## ИСХОДНЫЙ ОТРЫВОК
□ □ □ □
- Вознесенский Андрей Андреевич - Страница 58
- Предыдущая
- 58/73
- Следующая
Сейчас проявляется интересное течение в молодой архитектуре — я бы назвал его поэтической архитектурой. Это поиски, на первый взгляд не имеющие практического смысла, но без них творчество не движется вперед. Например, безвременно ушедший молодой архитектор Петренко мечтал перекрыть площадь, как крышей, прозрачным плавательным бассейном, чтобы зеленые тени воды и цветные блики купальщиков, увеличенные прожекторами, фантастическими тенями озаряли асфальт, толпу и бегущие автомобили.
«Советская архитектура» объявила конкурс на проекты-фантазии, возвращая к традициям Пиранези и нашего Чернихова.
Подобные поиски всегда были и у поэтов. Поэзия со своей стороны искала родства с пластическими искусствами.
□ □ □ □
## ЗАДАЧИ
(a) Ответьте, пожалуйста, по отрывку о поэтической архитектуре:
(i) Кем был Петренко?
(ii) Какое издание объявило конкурс на проекты-фантазии?
(iii) Родства с какими искусствами искала поэзия?
(b) Продолжите отрывок о поэтической архитектуре после его последнего предложения.
□ □ □ □
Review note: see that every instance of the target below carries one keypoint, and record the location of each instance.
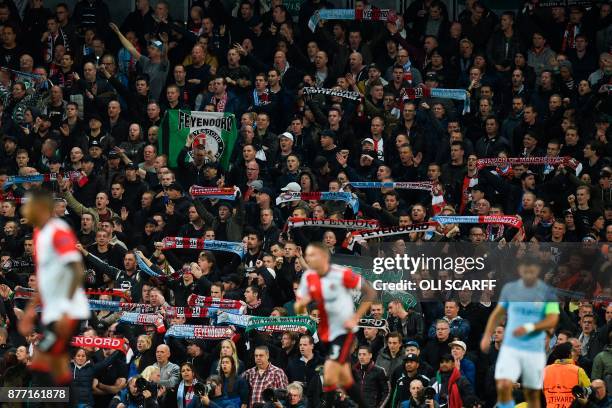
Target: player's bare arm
(496, 316)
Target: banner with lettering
(215, 132)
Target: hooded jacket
(373, 383)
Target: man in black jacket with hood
(371, 379)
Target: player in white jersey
(59, 271)
(528, 305)
(331, 286)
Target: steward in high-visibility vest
(561, 377)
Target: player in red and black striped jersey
(331, 287)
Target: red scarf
(454, 397)
(468, 183)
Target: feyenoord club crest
(210, 141)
□ □ □ □
## ОТВЕТЫ К ЗАДАЧАМ
(a)
(i) Безвременно ушедший молодой архитектор.
(ii) «Советская архитектура».
(iii) С пластическими искусствами.

(b)
С детства меня поразили строки оды Тредьяковского «Великая Екатерина О…». Так и видишь портрет — как Венеру перед зеркалом — императрицу перед овальным зерцалом.
Стихотворение в переулке
В Кривоарбатском переулке меня всегда волнует странный особняк под номером 10. Волшебная тяга присутствует в нем.
Два туманных цилиндра полуутоплены друг в друга. Будто двое влюбленных стоят обнявшись во дворе, заслоненные от мира многоэтажными громадами. Она обнимает его со спины, положив голову на его плечо. Они, оцепенело прижавшись, рассматривают прохожих.
Это архитектурное стихотворение из двух слившихся строф. Над ним, как и над всякими стихами, печатным шрифтом стоит имя автора: «Константин Мельников, архитектор».
Изо всех зодчих он один, наверное, поэт в чистом виде. Он создал это стихотворение и, как поэт, жил в нем.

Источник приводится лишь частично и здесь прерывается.